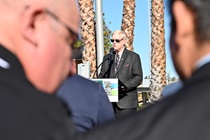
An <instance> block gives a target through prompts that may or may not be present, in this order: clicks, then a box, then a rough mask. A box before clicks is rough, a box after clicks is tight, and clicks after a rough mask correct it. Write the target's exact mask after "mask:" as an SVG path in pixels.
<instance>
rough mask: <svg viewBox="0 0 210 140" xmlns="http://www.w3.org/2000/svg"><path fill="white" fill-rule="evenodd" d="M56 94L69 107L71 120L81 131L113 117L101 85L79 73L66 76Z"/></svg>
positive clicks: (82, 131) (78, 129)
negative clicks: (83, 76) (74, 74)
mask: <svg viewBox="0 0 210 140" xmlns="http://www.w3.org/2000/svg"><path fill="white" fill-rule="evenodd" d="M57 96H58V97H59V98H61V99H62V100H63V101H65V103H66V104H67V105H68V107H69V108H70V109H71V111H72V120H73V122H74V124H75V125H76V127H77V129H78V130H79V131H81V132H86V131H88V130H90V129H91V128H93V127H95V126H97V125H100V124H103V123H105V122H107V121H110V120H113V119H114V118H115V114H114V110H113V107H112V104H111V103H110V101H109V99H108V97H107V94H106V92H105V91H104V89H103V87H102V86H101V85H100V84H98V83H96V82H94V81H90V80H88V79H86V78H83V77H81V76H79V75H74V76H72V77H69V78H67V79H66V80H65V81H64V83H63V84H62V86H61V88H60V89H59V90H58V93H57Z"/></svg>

━━━━

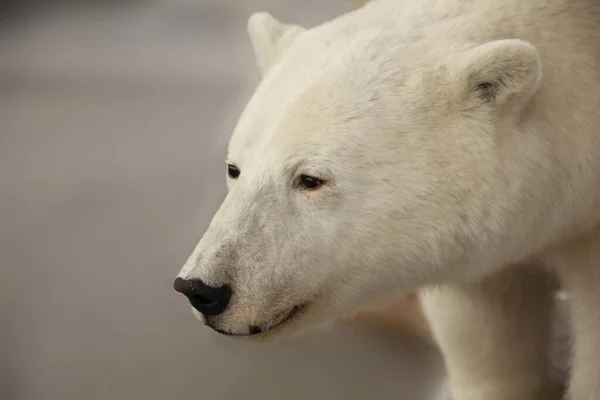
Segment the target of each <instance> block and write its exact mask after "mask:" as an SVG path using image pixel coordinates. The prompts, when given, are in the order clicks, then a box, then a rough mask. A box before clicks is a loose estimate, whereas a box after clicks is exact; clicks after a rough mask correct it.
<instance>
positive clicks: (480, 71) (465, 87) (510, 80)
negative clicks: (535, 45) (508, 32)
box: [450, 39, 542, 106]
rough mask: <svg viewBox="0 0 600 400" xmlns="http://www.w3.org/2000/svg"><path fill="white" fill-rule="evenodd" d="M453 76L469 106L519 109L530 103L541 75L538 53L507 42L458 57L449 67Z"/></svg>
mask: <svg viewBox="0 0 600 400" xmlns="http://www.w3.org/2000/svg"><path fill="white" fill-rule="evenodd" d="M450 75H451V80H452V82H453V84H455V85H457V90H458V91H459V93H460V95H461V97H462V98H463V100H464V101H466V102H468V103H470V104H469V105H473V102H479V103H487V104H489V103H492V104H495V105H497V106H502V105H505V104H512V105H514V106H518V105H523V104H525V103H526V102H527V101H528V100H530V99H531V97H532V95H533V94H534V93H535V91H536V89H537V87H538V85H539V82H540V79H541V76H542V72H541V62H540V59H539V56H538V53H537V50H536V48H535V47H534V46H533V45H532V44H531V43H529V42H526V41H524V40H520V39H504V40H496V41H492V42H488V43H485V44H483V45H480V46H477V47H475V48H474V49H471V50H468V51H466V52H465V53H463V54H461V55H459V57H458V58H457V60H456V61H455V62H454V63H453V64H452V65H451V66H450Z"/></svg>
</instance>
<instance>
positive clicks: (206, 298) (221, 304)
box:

━━━━

### WHAT IS NEEDED
Starting with the line that contains "Segment the target" and going on through the line that contains "positive clicks: (480, 71)", give those lines again with "rough mask" renamed to "coarse mask" and everything else unchanged.

### OUTPUT FOR THIS EXERCISE
Segment the target of each <instance> block and write its exact mask after "mask:" as an SVG path using image pixel coordinates. The prompts, when given, are in the order clicks, then a box, then a coarse mask. A box before clicks is a loose estimate, whereas a box after clicks is exact; clicks after a coarse mask correct it.
<instance>
positive clicks: (480, 71) (465, 87) (510, 80)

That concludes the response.